BRANO:
────────

Quando sono coerenti con le parole che pronunciamo le spiegano meglio e aggiungono, come dire, un po’ di pepe al discorso. Se non lo sono, il loro diverso e stridente significato si aggiunge comunque al messaggio, il cui senso completo cambia, e si fa più impegnativo da decodificare consciamente.
L’importanza del linguaggio non verbale e paraverbale, ma anche di altri elementi caratteristici, è anche maggiore di quella delle semplici parole, per 2 motivi ugualmente validi: essi definiscono e completano la natura del messaggio parlato, eppure in genere sono tremendamente sottovalutati. Essendo parte della comunicazione, è possibile individuarli, separarli e comprenderli. Qual è il problema, allora? È che spesso e per molti sono ancora un mistero. Parlando o ascoltando, ne ignoriamo l’esistenza. Perciò ci influenzano – nel bene e nel male – passando sotto la soglia di attenzione, e finiscono per condizionare reazioni, risposte, decisioni e la stessa relazione in corso.

In questo ambito, di elementi non secondari ce ne sono diversi, li usiamo tutti per dare un verso alle parole, e in genere con ottime intenzioni. Ma usati in modo scorretto possono ad esempio servire a insabbiare una verità, a dire una cosa e il contrario, a colpire sembrando innocenti, a mascherare una proposta sconveniente con della finta grazia, mescolando segnali contrastanti in uno solo.
Chiamiamoli ‘Trucchi della Comunicazione’. Chi usa i TdC in questo modo vuole ferirci o farci fessi, e se anche non è lo scopo… spesso ne è comunque il risultato.
Come in un abile gioco di specchi, i TdC fanno sembrare serio, importante o ‘logico’ uno sfondone pazzesco, perché all’informazione principale, quella che dovrebbe essere semplicemente com’è, si accostano modi e contenuti a causa dei quali il senso del discorso cambia, si fa diverso, doppio, o più complesso. Sono efficaci, quindi, e potenzialmente determinanti nella creazione di una reazione predeterminata, con il destinatario che resta con l’impressione di aver capito e scelto, o quella di essere stato giocato ma non sa perché. Per prima cosa è meglio, dunque, molto meglio saperli riconoscere. A maggior ragione oggi poi che la comunicazione riempie la nostra giornata molto più che in passato, attraverso i media e internet; oggi che il marketing sociale di politica, religione e altre lobby ci investe con regolarità e preme per ottenere attenzione, consenso e denaro da ognuno di noi. Portando alla nostra attenzione tutto ciò che il messaggio vorrebbe dirci, possiamo capire in maniera più precisa le reali intenzioni di chi ci parla, consce o inconsce, e modulare una risposta migliore. Non saremo mai ricevitori passivi che è facile accontentare, ma uditori critici e non manipolabili, pronti a farsi ascoltare a loro volta.

────────

CONSEGNA:
Nel brano sui trucchi della comunicazione, a che cosa possono servire gli elementi non verbali e paraverbali se usati in modo scorretto? Elencali tutti.

DATI FORNITI:
────────

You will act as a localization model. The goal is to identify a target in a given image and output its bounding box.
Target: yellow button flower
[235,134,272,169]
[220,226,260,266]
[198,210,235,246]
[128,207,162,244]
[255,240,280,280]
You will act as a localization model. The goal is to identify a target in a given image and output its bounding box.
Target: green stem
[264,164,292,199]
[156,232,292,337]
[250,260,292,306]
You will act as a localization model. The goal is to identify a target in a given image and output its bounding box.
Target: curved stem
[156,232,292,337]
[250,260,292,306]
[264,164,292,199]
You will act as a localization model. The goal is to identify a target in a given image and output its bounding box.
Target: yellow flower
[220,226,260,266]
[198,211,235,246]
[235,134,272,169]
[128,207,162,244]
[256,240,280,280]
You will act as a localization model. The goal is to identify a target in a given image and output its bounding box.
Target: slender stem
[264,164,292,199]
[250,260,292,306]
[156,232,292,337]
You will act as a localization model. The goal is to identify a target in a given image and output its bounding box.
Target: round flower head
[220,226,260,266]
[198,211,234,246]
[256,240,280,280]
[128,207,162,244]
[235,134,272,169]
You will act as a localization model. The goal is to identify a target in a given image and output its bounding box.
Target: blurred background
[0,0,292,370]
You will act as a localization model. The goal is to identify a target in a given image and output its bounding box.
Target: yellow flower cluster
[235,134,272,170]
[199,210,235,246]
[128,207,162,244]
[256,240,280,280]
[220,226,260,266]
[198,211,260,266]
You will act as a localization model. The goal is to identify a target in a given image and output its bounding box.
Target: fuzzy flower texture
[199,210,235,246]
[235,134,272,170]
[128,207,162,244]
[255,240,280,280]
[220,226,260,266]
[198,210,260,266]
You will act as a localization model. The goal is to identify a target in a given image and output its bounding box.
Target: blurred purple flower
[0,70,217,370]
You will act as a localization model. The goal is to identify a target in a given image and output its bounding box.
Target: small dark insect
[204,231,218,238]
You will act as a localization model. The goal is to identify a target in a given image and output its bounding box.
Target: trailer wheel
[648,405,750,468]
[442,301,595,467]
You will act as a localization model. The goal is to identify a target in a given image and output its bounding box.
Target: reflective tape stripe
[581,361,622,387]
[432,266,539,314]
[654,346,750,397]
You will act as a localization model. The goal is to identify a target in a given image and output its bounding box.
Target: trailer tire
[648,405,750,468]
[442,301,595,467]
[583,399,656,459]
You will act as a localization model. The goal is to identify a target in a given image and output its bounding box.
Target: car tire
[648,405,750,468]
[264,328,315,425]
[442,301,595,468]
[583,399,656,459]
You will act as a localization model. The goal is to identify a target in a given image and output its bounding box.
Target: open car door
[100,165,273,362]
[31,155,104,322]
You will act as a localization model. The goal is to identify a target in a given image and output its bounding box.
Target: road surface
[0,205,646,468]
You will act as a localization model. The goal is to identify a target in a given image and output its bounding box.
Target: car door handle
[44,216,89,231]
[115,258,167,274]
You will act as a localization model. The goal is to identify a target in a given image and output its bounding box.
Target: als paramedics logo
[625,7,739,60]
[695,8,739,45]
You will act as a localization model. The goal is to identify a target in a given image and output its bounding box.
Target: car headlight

────────

SOLUZIONE:
- Insabbiare una verità
- Dire una cosa e il contrario
- Colpire sembrando innocenti
- Mascherare una proposta sconveniente con della finta grazia